* _DATA TO PROCESS_
::::
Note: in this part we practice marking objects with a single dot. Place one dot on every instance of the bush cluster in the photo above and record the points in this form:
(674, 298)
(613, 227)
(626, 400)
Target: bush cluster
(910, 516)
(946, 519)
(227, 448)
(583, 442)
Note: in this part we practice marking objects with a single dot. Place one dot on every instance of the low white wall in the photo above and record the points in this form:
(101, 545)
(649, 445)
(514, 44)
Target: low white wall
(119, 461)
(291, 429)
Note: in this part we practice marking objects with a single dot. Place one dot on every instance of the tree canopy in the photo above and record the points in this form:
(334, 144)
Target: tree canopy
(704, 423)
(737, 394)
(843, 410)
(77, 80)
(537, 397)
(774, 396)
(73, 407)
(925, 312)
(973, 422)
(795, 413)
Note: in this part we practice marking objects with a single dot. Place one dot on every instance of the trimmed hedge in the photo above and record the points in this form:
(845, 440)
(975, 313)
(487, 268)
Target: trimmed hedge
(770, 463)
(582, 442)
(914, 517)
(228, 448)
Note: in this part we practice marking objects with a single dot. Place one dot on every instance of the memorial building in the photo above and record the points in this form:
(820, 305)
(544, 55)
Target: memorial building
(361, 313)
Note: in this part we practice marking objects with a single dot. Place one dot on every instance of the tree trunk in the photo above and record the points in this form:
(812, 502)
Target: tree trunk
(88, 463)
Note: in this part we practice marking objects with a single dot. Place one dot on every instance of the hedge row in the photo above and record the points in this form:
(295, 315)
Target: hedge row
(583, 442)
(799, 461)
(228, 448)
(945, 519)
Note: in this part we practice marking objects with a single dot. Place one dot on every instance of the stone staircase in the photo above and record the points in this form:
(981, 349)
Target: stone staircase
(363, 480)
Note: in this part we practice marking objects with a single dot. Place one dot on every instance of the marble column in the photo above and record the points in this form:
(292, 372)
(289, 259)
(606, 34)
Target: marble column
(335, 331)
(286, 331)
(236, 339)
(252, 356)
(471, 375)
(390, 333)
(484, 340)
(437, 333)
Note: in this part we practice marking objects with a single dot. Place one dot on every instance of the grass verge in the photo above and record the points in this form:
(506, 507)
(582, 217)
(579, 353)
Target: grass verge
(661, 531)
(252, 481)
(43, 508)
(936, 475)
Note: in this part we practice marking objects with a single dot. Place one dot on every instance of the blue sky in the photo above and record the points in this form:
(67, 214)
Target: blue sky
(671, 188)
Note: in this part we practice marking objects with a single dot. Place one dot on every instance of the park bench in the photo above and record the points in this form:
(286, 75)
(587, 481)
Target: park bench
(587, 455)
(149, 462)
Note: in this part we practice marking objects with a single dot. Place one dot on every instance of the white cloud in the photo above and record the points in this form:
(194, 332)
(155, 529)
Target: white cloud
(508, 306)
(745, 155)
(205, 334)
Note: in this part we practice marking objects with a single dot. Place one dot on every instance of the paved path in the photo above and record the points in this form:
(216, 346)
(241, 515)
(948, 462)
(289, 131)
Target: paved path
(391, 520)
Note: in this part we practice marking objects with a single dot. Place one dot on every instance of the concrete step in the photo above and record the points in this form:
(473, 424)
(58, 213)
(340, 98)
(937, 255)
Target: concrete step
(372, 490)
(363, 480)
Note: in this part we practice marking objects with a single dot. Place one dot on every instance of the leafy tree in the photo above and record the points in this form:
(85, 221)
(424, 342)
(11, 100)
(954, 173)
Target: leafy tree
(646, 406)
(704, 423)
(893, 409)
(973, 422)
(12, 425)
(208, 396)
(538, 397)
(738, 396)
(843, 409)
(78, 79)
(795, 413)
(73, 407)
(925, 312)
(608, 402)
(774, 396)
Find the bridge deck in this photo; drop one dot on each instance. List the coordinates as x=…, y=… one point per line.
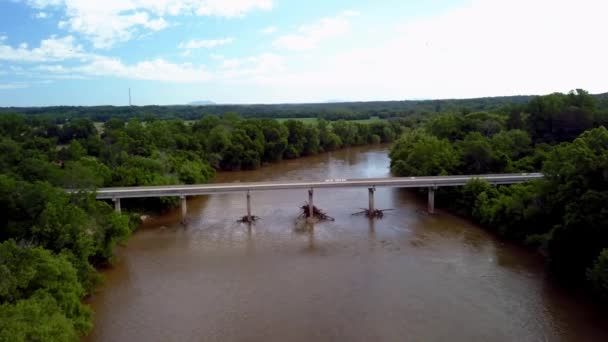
x=399, y=182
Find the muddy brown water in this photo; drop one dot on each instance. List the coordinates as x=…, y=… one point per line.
x=406, y=277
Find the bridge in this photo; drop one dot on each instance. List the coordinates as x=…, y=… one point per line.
x=431, y=183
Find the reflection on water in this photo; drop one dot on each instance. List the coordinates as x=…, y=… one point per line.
x=408, y=276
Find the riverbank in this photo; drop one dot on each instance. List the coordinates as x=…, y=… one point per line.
x=408, y=274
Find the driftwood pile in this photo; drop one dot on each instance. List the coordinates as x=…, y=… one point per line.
x=372, y=214
x=248, y=219
x=316, y=212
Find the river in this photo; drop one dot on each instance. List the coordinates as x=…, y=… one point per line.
x=407, y=277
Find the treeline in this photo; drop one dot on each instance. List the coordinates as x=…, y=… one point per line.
x=565, y=214
x=327, y=111
x=51, y=242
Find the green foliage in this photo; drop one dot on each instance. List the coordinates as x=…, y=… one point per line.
x=598, y=275
x=565, y=213
x=35, y=273
x=417, y=153
x=37, y=318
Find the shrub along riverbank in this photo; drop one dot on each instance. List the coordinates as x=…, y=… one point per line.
x=52, y=242
x=565, y=214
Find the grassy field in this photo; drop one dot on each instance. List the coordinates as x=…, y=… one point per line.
x=314, y=120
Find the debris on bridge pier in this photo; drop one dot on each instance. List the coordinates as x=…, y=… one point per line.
x=376, y=213
x=316, y=213
x=248, y=219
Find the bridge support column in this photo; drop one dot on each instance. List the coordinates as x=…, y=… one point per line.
x=311, y=211
x=117, y=204
x=184, y=208
x=431, y=204
x=372, y=208
x=248, y=206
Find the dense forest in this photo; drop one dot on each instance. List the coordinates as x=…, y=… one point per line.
x=52, y=242
x=328, y=111
x=565, y=214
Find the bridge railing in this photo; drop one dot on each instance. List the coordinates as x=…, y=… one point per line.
x=430, y=182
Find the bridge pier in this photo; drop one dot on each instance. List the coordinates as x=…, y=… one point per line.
x=431, y=204
x=371, y=201
x=248, y=206
x=184, y=208
x=117, y=205
x=311, y=211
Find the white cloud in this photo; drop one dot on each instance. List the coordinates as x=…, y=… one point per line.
x=250, y=69
x=109, y=22
x=152, y=70
x=204, y=44
x=269, y=30
x=232, y=8
x=13, y=85
x=51, y=49
x=21, y=85
x=310, y=36
x=487, y=48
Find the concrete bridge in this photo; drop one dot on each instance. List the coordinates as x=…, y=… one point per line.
x=431, y=183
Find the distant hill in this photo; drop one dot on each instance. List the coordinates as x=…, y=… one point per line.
::::
* _WORK ITEM_
Print all the lines above exactly as they are, but without the pictures.

* _OUTPUT_
Note: in this part we practice marking objects with a single dot. Place one dot on every instance of the bush cluster in the photo above and record the points in this form:
(674, 298)
(613, 227)
(626, 400)
Target: bush cluster
(910, 516)
(946, 519)
(227, 448)
(583, 442)
Note: in this part we practice marking objects with a single dot. Place one dot on every instance of the low white wall in the photo above and record the points in this form:
(101, 545)
(649, 445)
(514, 44)
Target: low white wall
(119, 461)
(291, 429)
Note: in this part we practice marking objects with a single dot. Place one dot on every instance of the tree canopy in the photo above and record the points in this form:
(334, 144)
Target: tree canopy
(704, 423)
(737, 394)
(843, 410)
(77, 80)
(537, 397)
(774, 396)
(73, 407)
(925, 312)
(973, 422)
(795, 413)
Note: in this part we practice marking objects with a single dot. Place one dot on every instance of the trimmed hedge in the photo above and record the points in this form:
(845, 440)
(975, 313)
(487, 268)
Target: trimmed hedge
(770, 463)
(582, 442)
(914, 517)
(228, 448)
Note: in this part we practice marking objects with a single dot. Place one dot on every instance of the memorial building in the photo above and record the points in this form:
(820, 305)
(544, 55)
Target: memorial building
(361, 313)
Note: in this part we practice marking objects with a single dot. Place one dot on every instance of the tree trunk in the photo above and record the points in this form:
(812, 502)
Target: tree trunk
(88, 463)
Note: in this part we practice marking objects with a single dot. Place one dot on every instance of the hedge row in the photo above and record the points in this form:
(295, 315)
Target: hedge row
(583, 442)
(799, 461)
(228, 448)
(945, 519)
Note: in this part we practice marking objects with a single dot. Place one dot on every instance of the stone staircase in the photo above and record the points in this form:
(981, 349)
Target: stone staircase
(363, 480)
Note: in this part we practice marking objects with a single dot. Place one dot on every instance of the marble column in the photo above and record the points in this form:
(292, 372)
(289, 259)
(606, 34)
Target: marble column
(335, 331)
(286, 331)
(236, 339)
(252, 356)
(471, 375)
(390, 333)
(484, 340)
(437, 333)
Note: in this part we practice marking objects with a single dot. Place one dot on every instance of the grass verge in the photo above and record the points in this form:
(506, 507)
(582, 217)
(579, 353)
Target: grass verge
(661, 531)
(252, 481)
(43, 508)
(936, 475)
Note: in this part we practice marking objects with a single dot. Place one dot on every instance of the blue sky in the photo above and record the points in this form:
(67, 214)
Target: blue sky
(671, 188)
Note: in this part we practice marking objects with a single dot. Place one dot on every instance of the park bench in the photo above and record the points in this form:
(286, 75)
(587, 481)
Target: park bench
(587, 455)
(149, 462)
Note: in this part we practice marking objects with a single dot. Place one dot on every instance of the white cloud in the photo above and record the points in this form:
(194, 332)
(155, 529)
Target: white cloud
(508, 306)
(745, 155)
(205, 334)
Note: in this part we practice marking objects with a single dot. Place one dot on every instance of the paved path in the photo above and record the points in this form:
(216, 346)
(241, 515)
(948, 462)
(289, 131)
Target: paved path
(391, 520)
Note: in this part we practice marking objects with a single dot. Place one dot on every instance of the concrete step in the photo above and record the points in this form:
(473, 424)
(58, 213)
(340, 98)
(937, 255)
Target: concrete step
(372, 490)
(363, 480)
Note: in this part we practice marking objects with a single dot. Place one dot on every instance of the leafy tree in the photo above and record the points in this form:
(85, 221)
(424, 342)
(11, 100)
(954, 173)
Target: leafy tree
(646, 406)
(704, 423)
(893, 409)
(973, 422)
(12, 425)
(208, 396)
(538, 397)
(738, 396)
(843, 409)
(78, 79)
(795, 413)
(73, 407)
(925, 312)
(608, 402)
(774, 396)
Find the bridge deck in this photo; drop one dot on each instance. List the coordinates as x=…, y=… one point per line.
x=399, y=182
Find the muddy brown water in this photo; drop one dot on each instance. List the coordinates as x=…, y=… one point per line.
x=406, y=277
Find the bridge in this photo; drop one dot on each instance. List the coordinates as x=…, y=… one point per line.
x=431, y=183
Find the reflection on water in this photo; drop one dot on each instance. List the coordinates as x=…, y=… one point per line.
x=408, y=276
Find the riverbank in this photo; drop one dot on each instance. List the coordinates as x=…, y=… one point per line.
x=408, y=274
Find the driftwood pile in this photo; drop one dot on each instance. List the coordinates as x=…, y=… one point per line.
x=372, y=214
x=248, y=219
x=316, y=212
Find the river in this photo; drop one dot on each instance. List the coordinates as x=…, y=… one point per line.
x=407, y=277
Find the treeline in this photo; drop one dot on each instance. List the coordinates as x=…, y=… one point per line.
x=565, y=214
x=327, y=111
x=51, y=242
Find the green foliage in this photo; drop one dot on each instance. List the coordinates as x=…, y=… one point per line.
x=598, y=275
x=565, y=213
x=35, y=273
x=417, y=153
x=37, y=318
Find the shrub along riverbank in this photo; drop one dot on each instance. List the coordinates as x=…, y=… one point per line.
x=52, y=242
x=565, y=214
Find the grassy field in this photo; drop one dot on each instance. List the coordinates as x=…, y=… one point per line.
x=314, y=120
Find the debris on bridge pier in this photo; drop one dot on each instance. List the coordinates as x=…, y=… one point per line.
x=376, y=213
x=316, y=213
x=248, y=219
Find the bridge support column in this photo; drop one dot on each instance. List the coordinates as x=…, y=… one point per line.
x=311, y=211
x=117, y=204
x=184, y=208
x=431, y=204
x=372, y=208
x=248, y=206
Find the dense forest in this photo; drop one dot on each instance. List the coordinates as x=…, y=… one point per line.
x=52, y=242
x=328, y=111
x=565, y=214
Find the bridge railing in this photo; drop one dot on each instance. List the coordinates as x=…, y=… one point per line.
x=430, y=182
Find the bridge pier in this photo; drop one dot on each instance. List the coordinates as x=…, y=… one point per line.
x=431, y=204
x=371, y=201
x=248, y=206
x=184, y=208
x=117, y=205
x=311, y=211
Find the white cloud in this photo; drop one dot on each instance. List the coordinates as x=…, y=… one point per line.
x=250, y=69
x=109, y=22
x=152, y=70
x=204, y=44
x=269, y=30
x=232, y=8
x=13, y=85
x=51, y=49
x=21, y=85
x=310, y=36
x=487, y=48
Find the concrete bridge in this photo; drop one dot on each instance. List the coordinates as x=…, y=… one point per line.
x=431, y=183
Find the distant hill in this photo; drop one dot on each instance. List the coordinates as x=…, y=… one point per line.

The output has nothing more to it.